··· Material supplied ···

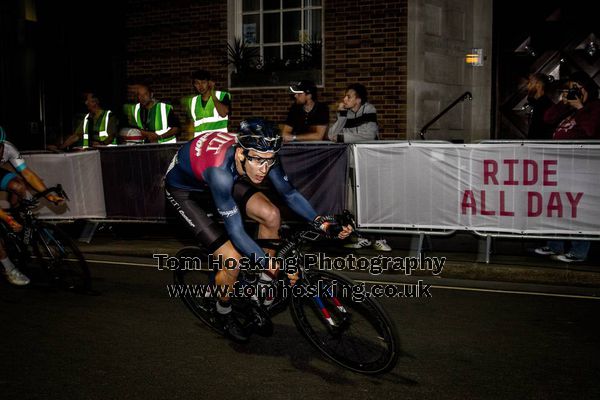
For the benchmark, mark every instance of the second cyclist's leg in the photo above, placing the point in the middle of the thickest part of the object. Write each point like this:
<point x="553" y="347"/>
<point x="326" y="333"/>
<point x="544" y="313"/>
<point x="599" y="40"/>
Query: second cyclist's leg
<point x="10" y="182"/>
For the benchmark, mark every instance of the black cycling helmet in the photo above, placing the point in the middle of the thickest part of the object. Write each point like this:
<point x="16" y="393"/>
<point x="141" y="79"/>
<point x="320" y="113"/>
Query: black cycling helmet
<point x="260" y="135"/>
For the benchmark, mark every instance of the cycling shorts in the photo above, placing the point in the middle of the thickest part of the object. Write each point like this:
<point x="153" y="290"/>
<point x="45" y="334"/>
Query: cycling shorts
<point x="192" y="208"/>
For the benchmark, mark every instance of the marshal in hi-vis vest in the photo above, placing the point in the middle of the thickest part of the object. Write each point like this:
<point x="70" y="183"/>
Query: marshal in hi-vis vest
<point x="157" y="120"/>
<point x="207" y="119"/>
<point x="101" y="127"/>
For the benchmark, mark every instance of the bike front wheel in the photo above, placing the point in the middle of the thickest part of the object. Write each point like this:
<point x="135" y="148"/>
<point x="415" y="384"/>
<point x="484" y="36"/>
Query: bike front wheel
<point x="358" y="335"/>
<point x="61" y="259"/>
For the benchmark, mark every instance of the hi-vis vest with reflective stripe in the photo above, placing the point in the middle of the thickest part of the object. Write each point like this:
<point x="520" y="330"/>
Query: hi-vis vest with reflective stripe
<point x="157" y="120"/>
<point x="207" y="119"/>
<point x="102" y="129"/>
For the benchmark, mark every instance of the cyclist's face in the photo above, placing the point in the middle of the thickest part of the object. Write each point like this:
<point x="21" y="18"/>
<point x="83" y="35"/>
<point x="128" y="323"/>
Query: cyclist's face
<point x="258" y="165"/>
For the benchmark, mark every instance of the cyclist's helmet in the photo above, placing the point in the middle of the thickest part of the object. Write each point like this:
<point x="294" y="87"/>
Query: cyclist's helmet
<point x="259" y="135"/>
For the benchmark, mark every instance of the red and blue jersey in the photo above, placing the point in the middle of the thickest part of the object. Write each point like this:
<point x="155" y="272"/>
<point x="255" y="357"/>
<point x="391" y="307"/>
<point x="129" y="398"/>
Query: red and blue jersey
<point x="208" y="163"/>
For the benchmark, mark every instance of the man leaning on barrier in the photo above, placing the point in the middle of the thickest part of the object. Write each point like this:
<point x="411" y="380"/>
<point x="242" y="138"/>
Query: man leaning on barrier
<point x="578" y="117"/>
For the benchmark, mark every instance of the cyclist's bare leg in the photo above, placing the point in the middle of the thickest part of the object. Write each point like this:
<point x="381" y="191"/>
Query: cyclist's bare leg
<point x="3" y="254"/>
<point x="227" y="276"/>
<point x="16" y="191"/>
<point x="260" y="209"/>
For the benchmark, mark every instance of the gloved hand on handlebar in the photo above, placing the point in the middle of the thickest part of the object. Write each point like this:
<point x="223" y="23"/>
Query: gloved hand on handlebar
<point x="12" y="223"/>
<point x="332" y="226"/>
<point x="55" y="199"/>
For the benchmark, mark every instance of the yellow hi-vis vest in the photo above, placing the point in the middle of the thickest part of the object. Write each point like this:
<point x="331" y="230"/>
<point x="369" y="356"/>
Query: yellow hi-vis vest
<point x="157" y="120"/>
<point x="102" y="129"/>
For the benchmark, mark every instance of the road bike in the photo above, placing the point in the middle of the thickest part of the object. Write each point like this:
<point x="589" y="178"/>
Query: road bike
<point x="356" y="333"/>
<point x="43" y="251"/>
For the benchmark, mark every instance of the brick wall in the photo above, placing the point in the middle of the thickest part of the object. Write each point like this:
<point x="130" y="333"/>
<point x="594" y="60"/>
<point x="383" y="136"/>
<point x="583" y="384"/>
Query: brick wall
<point x="364" y="42"/>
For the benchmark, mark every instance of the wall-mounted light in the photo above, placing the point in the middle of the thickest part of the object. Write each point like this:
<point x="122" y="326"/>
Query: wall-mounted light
<point x="475" y="58"/>
<point x="590" y="46"/>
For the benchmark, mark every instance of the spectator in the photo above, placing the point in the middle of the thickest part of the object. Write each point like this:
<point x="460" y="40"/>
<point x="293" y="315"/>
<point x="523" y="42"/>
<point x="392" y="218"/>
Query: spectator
<point x="539" y="103"/>
<point x="156" y="120"/>
<point x="578" y="112"/>
<point x="209" y="109"/>
<point x="98" y="127"/>
<point x="356" y="117"/>
<point x="307" y="119"/>
<point x="357" y="120"/>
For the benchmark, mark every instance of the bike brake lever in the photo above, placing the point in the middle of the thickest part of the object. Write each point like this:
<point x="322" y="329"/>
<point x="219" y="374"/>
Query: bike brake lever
<point x="61" y="192"/>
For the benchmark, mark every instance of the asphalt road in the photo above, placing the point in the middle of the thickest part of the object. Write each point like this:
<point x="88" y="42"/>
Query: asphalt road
<point x="133" y="342"/>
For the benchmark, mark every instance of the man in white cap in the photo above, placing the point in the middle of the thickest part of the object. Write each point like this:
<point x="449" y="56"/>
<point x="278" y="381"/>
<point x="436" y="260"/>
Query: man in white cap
<point x="307" y="119"/>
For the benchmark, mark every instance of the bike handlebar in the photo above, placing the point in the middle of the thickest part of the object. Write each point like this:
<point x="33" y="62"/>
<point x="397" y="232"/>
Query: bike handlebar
<point x="29" y="203"/>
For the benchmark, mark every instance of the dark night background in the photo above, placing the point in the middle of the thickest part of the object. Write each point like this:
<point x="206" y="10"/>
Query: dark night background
<point x="50" y="52"/>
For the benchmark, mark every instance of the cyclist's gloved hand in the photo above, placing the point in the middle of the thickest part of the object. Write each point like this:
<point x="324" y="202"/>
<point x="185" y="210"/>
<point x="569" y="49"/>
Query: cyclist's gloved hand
<point x="55" y="199"/>
<point x="13" y="224"/>
<point x="332" y="226"/>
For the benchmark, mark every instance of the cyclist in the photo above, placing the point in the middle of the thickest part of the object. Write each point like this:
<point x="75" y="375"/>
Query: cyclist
<point x="229" y="168"/>
<point x="13" y="182"/>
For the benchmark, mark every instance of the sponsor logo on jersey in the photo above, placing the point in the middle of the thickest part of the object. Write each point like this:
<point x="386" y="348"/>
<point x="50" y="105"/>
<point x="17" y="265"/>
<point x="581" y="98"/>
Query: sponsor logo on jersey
<point x="229" y="213"/>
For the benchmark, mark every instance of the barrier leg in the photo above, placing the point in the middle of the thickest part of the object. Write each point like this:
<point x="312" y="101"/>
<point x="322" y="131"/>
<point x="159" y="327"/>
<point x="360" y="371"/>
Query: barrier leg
<point x="416" y="245"/>
<point x="484" y="249"/>
<point x="87" y="233"/>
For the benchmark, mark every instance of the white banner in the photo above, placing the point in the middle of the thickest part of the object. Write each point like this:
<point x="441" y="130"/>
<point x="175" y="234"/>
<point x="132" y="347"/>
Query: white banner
<point x="81" y="177"/>
<point x="510" y="187"/>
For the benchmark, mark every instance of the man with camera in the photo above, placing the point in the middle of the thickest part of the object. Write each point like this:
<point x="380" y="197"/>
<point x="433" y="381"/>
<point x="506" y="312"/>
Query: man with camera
<point x="578" y="111"/>
<point x="578" y="115"/>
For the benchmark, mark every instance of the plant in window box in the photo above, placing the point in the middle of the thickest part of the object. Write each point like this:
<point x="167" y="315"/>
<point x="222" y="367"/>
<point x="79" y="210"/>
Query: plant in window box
<point x="242" y="56"/>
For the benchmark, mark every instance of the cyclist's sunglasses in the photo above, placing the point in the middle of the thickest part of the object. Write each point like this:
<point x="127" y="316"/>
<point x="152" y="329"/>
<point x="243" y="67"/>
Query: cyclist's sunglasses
<point x="269" y="143"/>
<point x="262" y="161"/>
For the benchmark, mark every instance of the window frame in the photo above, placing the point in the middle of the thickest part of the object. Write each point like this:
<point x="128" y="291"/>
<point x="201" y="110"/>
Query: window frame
<point x="235" y="30"/>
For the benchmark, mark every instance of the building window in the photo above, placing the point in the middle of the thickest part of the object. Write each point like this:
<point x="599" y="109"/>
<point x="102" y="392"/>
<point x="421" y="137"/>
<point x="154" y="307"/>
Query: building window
<point x="275" y="42"/>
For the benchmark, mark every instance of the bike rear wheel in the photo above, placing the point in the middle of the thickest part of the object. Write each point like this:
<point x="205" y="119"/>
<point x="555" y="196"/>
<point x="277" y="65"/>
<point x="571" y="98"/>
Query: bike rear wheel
<point x="193" y="275"/>
<point x="192" y="270"/>
<point x="358" y="335"/>
<point x="61" y="259"/>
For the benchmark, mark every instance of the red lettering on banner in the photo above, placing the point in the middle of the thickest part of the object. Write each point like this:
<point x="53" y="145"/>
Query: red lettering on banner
<point x="490" y="169"/>
<point x="503" y="211"/>
<point x="511" y="172"/>
<point x="483" y="210"/>
<point x="534" y="210"/>
<point x="547" y="172"/>
<point x="534" y="172"/>
<point x="574" y="202"/>
<point x="468" y="201"/>
<point x="517" y="172"/>
<point x="554" y="203"/>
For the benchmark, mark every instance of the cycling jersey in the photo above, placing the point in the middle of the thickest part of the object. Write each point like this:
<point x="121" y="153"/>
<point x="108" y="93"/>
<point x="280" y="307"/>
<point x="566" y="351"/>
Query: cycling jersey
<point x="208" y="163"/>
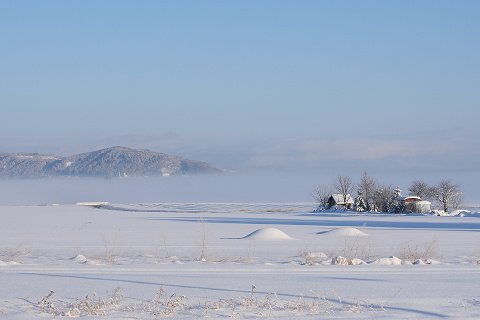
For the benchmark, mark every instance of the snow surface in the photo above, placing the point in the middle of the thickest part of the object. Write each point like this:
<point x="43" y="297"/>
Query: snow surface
<point x="346" y="232"/>
<point x="148" y="261"/>
<point x="268" y="234"/>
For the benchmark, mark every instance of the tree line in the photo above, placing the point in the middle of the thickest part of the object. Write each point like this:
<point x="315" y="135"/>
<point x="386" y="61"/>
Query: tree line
<point x="370" y="195"/>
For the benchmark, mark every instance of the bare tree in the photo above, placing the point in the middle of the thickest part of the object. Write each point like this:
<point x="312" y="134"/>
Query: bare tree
<point x="448" y="194"/>
<point x="344" y="186"/>
<point x="385" y="197"/>
<point x="366" y="190"/>
<point x="422" y="189"/>
<point x="321" y="194"/>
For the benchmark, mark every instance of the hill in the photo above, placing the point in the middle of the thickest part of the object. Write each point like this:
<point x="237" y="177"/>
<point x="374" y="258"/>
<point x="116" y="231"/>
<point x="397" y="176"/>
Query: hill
<point x="109" y="162"/>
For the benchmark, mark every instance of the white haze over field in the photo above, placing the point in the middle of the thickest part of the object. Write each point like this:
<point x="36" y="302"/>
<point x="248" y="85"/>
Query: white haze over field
<point x="229" y="187"/>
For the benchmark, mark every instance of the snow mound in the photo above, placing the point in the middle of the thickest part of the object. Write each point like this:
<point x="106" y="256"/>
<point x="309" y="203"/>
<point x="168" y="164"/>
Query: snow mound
<point x="346" y="231"/>
<point x="268" y="234"/>
<point x="80" y="258"/>
<point x="458" y="212"/>
<point x="392" y="261"/>
<point x="8" y="263"/>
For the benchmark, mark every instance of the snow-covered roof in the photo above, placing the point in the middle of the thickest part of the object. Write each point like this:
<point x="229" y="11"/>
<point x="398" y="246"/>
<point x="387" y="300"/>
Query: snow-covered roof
<point x="338" y="198"/>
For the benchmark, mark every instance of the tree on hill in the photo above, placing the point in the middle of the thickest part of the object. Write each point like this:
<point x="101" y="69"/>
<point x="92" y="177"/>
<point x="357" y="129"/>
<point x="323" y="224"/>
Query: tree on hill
<point x="344" y="186"/>
<point x="422" y="189"/>
<point x="448" y="194"/>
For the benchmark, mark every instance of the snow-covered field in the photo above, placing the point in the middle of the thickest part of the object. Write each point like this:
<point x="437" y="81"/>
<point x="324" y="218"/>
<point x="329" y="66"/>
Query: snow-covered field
<point x="244" y="261"/>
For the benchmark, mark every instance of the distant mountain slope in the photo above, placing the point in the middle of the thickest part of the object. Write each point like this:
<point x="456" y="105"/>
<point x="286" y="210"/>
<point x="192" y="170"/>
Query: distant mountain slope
<point x="110" y="162"/>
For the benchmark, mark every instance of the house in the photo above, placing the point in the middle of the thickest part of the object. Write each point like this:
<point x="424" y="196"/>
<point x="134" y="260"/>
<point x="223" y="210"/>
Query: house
<point x="414" y="204"/>
<point x="337" y="200"/>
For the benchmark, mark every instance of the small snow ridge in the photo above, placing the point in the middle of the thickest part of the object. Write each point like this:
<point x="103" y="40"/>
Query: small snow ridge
<point x="346" y="231"/>
<point x="80" y="258"/>
<point x="391" y="261"/>
<point x="268" y="234"/>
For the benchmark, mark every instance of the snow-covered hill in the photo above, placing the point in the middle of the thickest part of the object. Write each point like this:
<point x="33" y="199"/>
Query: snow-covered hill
<point x="109" y="162"/>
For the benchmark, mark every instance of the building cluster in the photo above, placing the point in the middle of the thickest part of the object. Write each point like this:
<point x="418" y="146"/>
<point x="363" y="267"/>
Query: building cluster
<point x="398" y="203"/>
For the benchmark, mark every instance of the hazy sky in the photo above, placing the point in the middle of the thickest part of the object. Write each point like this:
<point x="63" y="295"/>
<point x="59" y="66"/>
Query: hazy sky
<point x="346" y="85"/>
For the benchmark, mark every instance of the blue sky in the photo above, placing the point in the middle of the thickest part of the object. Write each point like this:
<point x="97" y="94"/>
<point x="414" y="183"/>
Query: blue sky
<point x="264" y="85"/>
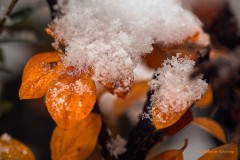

···

* _Task brief_: Report each line of the data above that contains the word "shorts", counting only matches in the same case.

* _Expected answer_:
For the benchmark, mark every instance of the cycling shorts in the photo above, placing the point in the middle of the thickest part of the object. Write each point like this:
Query: cycling shorts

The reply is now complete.